**EXERCISE AIM:** Print the material below line for line, with no changes.

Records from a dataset

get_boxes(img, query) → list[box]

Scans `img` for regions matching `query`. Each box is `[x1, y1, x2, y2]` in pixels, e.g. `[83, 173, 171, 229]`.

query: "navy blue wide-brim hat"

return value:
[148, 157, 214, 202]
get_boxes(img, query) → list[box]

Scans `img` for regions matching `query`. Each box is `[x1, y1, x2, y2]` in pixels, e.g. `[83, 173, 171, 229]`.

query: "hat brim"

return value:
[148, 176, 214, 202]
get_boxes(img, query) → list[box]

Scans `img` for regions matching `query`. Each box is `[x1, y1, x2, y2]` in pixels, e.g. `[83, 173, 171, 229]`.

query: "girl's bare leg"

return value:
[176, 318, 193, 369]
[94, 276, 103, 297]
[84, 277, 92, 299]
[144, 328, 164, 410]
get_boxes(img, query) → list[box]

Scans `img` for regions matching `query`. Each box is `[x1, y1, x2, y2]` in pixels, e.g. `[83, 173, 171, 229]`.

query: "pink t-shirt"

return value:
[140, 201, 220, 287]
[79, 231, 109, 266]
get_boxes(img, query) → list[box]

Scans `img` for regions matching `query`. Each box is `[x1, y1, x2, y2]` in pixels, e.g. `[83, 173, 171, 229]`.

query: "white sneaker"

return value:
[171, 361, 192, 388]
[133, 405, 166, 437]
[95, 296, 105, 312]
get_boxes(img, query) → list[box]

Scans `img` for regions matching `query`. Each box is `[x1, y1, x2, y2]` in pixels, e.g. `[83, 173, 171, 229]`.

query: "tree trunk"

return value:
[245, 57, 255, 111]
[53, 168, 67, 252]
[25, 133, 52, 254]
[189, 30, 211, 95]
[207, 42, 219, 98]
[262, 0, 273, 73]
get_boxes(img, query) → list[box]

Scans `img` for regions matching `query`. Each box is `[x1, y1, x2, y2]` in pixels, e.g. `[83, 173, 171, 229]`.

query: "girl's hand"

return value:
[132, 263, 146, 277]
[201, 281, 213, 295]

**TASK SOLUTION:**
get_boxes(img, query) → list[box]

Scans `img` for regions matching `query`. Each box is `[x1, y1, x2, y2]` in pixels, e.g. `[83, 173, 171, 229]`.

query: "navy blue wide-brim hat"

return value:
[148, 157, 214, 202]
get_boxes(img, query) → list[box]

Scans `img` for regions matching `query`. Each box is `[x1, y1, x2, y2]` in pixels, e.g. `[83, 173, 171, 229]`.

query: "hat brim"

return value:
[148, 176, 214, 202]
get_boxes(img, query) → list[box]

Scans `img` for regions matching `query`. Each box is `[x1, y1, x2, y2]` in pixels, e.g. `[83, 173, 171, 229]`.

query: "girl's bare leg"

return value:
[176, 318, 193, 369]
[94, 276, 103, 297]
[84, 277, 92, 299]
[144, 328, 164, 410]
get_boxes(img, query) → list[box]

Scans `img` for regions matching `query`. Each box is `[x1, y1, x2, y2]` in pixels, e.g. `[83, 173, 171, 229]`.

query: "pink t-shirt"

return value:
[140, 201, 220, 287]
[79, 231, 109, 266]
get_boxes(img, query) → list[box]

Scans `img` for regions matching `query`. Each box is `[x1, y1, x2, y2]` in pixels, e.g. `[83, 173, 171, 229]`.

query: "white sneaker"

return value:
[171, 361, 192, 388]
[133, 405, 166, 437]
[95, 296, 105, 312]
get_boxes(img, query) → list[box]

Scans `img` for regions matching `query`. Each box is `[x1, y1, x2, y2]` in pixels, e.g. `[83, 173, 171, 229]`.

query: "tree trunk"

return value:
[245, 57, 255, 111]
[53, 168, 67, 252]
[25, 133, 52, 254]
[189, 30, 211, 95]
[207, 42, 219, 98]
[262, 0, 273, 73]
get_boxes(img, query) → list[box]

Scans `img` for regions matching `query`. Each box is `[x1, y1, x2, y2]` in pixels, e.g. `[83, 173, 171, 229]`.

query: "girl's hand"

return value:
[132, 263, 146, 277]
[201, 281, 213, 295]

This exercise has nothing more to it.